- **INPUT DATA**:
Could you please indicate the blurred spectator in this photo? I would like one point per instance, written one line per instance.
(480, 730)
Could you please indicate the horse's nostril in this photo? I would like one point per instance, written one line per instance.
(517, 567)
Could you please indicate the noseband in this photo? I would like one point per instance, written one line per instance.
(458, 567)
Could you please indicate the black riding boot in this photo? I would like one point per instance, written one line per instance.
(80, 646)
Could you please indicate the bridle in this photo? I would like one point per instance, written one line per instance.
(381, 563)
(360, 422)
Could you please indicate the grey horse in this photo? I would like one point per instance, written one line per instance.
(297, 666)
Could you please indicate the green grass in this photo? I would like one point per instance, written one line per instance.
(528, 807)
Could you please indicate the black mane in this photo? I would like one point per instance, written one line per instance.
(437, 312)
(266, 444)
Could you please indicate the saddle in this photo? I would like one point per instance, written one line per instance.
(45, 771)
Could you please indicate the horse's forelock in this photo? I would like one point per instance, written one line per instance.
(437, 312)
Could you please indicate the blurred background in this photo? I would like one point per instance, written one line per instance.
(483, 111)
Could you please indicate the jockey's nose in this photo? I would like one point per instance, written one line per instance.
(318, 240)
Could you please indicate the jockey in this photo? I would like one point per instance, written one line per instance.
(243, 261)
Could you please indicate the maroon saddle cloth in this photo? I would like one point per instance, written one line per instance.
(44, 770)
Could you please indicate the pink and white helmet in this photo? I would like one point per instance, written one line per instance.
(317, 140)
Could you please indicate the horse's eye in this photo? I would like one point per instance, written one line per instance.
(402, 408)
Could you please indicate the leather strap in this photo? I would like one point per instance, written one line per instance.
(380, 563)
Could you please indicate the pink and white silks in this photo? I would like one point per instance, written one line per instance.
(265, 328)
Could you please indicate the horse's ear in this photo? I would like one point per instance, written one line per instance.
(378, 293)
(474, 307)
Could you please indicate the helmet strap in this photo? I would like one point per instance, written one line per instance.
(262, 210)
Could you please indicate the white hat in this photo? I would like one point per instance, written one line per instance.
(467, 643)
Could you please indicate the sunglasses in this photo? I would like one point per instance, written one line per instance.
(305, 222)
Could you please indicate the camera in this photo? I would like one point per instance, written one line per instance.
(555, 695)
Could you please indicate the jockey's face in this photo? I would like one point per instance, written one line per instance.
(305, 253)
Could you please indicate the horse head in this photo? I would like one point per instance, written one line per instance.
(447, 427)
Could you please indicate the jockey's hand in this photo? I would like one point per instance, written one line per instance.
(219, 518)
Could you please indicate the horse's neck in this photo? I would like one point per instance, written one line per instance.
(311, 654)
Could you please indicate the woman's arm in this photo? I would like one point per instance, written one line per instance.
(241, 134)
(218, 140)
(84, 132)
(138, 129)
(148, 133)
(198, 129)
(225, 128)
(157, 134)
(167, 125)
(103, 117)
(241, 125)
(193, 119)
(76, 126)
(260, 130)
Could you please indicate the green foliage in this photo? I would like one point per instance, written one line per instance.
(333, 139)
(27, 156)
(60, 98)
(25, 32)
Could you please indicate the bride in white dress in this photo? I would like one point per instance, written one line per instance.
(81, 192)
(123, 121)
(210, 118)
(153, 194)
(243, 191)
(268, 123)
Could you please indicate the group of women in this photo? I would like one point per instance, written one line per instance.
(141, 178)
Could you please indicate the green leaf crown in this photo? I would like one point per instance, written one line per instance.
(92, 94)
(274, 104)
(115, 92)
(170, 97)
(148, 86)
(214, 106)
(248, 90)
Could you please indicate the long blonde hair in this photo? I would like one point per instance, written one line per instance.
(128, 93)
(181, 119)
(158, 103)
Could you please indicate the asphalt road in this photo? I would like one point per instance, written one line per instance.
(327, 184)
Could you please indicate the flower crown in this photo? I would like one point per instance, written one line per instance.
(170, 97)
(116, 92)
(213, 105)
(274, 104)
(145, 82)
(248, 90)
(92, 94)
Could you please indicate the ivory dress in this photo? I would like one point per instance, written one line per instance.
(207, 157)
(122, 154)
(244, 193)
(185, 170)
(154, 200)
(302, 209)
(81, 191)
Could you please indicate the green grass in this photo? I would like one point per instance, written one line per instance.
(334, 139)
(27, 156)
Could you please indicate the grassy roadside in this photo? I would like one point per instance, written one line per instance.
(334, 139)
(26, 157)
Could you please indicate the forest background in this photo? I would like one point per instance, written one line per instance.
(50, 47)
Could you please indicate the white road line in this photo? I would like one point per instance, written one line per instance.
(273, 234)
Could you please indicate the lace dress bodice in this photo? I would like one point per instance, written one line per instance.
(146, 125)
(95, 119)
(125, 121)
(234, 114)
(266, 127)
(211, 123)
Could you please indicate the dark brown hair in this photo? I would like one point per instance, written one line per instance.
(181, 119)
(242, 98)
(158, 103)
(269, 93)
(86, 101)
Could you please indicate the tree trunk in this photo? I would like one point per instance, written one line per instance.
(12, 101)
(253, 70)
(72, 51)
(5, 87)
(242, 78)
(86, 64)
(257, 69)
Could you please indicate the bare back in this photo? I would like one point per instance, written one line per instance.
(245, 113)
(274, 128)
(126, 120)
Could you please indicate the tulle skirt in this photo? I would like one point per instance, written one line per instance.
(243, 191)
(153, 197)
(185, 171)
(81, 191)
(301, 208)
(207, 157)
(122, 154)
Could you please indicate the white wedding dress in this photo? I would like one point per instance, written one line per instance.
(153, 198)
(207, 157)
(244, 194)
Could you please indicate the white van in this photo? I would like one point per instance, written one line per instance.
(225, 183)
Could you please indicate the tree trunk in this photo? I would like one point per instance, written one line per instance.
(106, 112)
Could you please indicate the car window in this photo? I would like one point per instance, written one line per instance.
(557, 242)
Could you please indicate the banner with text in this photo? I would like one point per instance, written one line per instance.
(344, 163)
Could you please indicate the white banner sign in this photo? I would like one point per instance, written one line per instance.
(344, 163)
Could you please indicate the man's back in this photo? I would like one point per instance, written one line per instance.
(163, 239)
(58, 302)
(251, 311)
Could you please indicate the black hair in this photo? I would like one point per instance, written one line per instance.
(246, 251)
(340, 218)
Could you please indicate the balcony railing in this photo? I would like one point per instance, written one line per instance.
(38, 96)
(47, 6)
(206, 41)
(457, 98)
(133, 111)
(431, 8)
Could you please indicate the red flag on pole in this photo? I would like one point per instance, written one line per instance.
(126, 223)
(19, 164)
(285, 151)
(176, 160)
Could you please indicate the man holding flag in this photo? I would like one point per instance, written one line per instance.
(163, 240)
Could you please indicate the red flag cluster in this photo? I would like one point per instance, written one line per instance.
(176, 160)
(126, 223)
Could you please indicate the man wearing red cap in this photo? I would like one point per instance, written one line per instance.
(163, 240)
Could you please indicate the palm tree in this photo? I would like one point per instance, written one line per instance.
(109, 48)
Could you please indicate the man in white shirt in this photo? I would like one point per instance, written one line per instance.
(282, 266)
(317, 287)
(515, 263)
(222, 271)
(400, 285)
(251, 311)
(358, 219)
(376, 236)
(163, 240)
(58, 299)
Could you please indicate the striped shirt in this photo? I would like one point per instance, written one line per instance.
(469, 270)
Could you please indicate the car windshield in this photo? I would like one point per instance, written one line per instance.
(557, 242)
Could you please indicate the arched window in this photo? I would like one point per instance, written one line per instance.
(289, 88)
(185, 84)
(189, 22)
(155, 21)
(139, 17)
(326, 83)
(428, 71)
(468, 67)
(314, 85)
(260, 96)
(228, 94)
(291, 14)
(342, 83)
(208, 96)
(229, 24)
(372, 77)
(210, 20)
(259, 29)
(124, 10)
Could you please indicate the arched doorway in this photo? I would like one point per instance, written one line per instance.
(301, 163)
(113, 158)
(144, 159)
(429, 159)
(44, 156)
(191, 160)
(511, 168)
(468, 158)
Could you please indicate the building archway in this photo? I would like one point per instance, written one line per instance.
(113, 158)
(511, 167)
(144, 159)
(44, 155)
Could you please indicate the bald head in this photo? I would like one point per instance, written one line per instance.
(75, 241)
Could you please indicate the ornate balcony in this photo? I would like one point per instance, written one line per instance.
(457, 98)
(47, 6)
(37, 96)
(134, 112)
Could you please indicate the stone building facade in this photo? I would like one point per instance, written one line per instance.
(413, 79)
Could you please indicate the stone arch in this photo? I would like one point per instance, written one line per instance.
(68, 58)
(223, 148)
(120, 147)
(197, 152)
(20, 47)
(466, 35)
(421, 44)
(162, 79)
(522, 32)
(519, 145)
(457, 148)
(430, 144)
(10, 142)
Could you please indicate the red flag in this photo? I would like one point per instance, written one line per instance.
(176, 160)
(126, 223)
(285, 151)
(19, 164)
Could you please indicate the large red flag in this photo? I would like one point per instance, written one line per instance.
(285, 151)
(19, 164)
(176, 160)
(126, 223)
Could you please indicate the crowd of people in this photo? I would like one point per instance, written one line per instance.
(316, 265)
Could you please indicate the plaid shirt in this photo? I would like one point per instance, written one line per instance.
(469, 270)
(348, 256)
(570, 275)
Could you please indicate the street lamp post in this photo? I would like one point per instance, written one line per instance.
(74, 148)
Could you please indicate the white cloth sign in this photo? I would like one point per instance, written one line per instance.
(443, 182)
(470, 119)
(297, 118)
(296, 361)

- **TO DO**:
From the line containing "Could you please indicate the red flag in" to the last line of the material, please quote every line exactly and only those.

- **RESPONSE TO THE TASK**:
Could you please indicate the red flag in this photo? I would like one point per instance, written one line per instance.
(176, 160)
(126, 223)
(285, 151)
(19, 164)
Could you please indicate the large red flag in this photo? I would like one point per instance, written one line per instance.
(285, 151)
(19, 164)
(176, 160)
(126, 223)
Could you please indicate the crowd of people in this photo? I would like one point per instance, written one line per instance.
(316, 265)
Could you please indicate the plaid shirt in this photo? I would like one point per instance, written one line per instance.
(469, 270)
(348, 256)
(570, 275)
Could you please indicate the street lamp post in this photo? I would like one point per instance, written one line per instance.
(74, 148)
Could you please indicate the white cloth sign in this photo? I would like one point per instance, written one line per instance.
(443, 182)
(470, 119)
(297, 118)
(296, 361)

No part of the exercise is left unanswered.